> Passage to read:

Prices to decline, sensitivity to weather to rise
We expect prices to decline throughout the decade, with prices averaging 62.1 EUR/MWh from 2022 to 2025 and 57.8 EUR/MWh from 2026 to 2030. The prices reflex the prices of the fuel complex from the 5th June 2021. The downward trend can mainly be attributed to renewables covering an increasing amount of the demand, displacing more expensive conventional power plants. The impact of the weather on the price is increasingly visible, especially when looking at the average monthly price. In the winter months, the price differentials between scenarios with high and low renewables output are already substantial from the winter of 2021/2022. The differentials continue to increase further out on the curve, as the thermal stack decreases, and the system becomes increasingly dependent on intermittent renewable generation.

> Exercise 1:
In the passage on power prices, what average price is expected from 2026 to 2030?

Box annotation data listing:

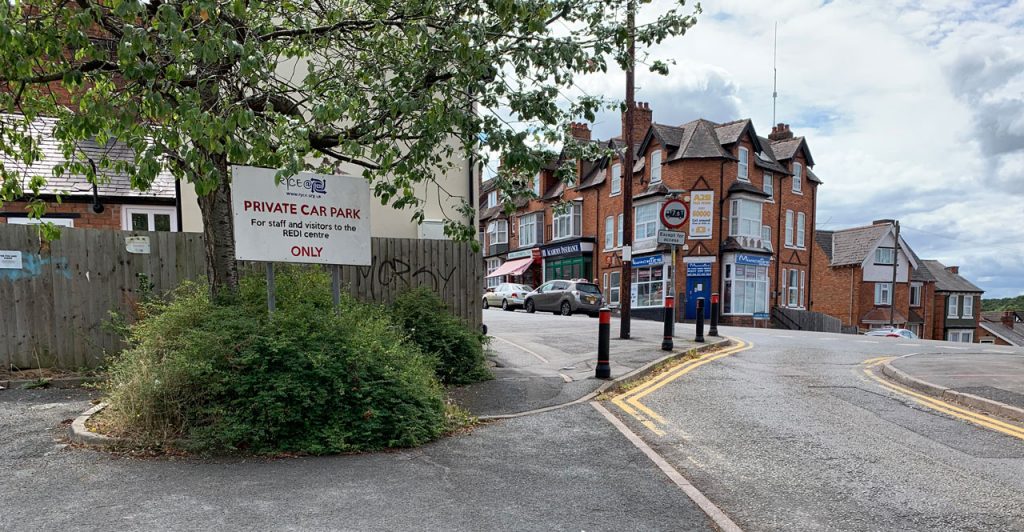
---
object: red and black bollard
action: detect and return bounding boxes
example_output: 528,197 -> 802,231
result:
693,298 -> 703,342
594,307 -> 611,379
662,296 -> 676,351
708,292 -> 718,337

> Exercise 2:
Convert the listing into a JSON list of strings with one string per line, skipping blank lines. Leave the pictures out of the answer.

> Exercise solution 1:
57.8 EUR/MWh

> Exercise solution 2:
[
  "---",
  "object: red and black bollard",
  "action: detect and return bounding boxes",
  "example_output: 528,197 -> 802,231",
  "result:",
  "693,298 -> 703,342",
  "594,307 -> 611,379",
  "662,296 -> 676,351",
  "708,292 -> 718,337"
]